Your task
Give a verbatim copy of the lines below, minus the pictures.

Stored data entries:
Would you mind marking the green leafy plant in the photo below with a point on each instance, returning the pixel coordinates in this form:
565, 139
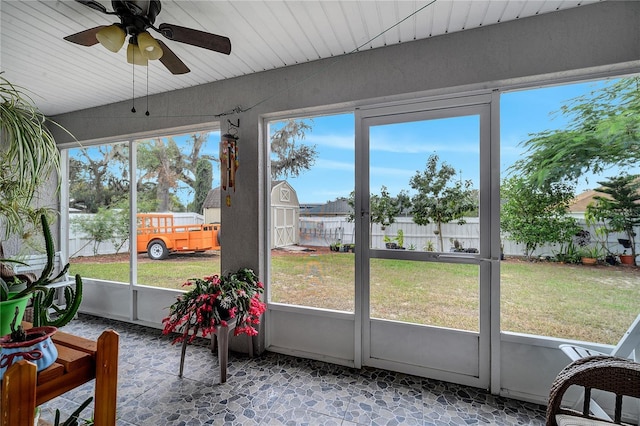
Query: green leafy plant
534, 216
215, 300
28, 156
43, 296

Written response
Would you mind marking the green leafy plant in the photo below with a point on each instance, returning the pixel coordinates in this form:
565, 139
Query: green leafy plant
534, 216
215, 300
28, 156
43, 296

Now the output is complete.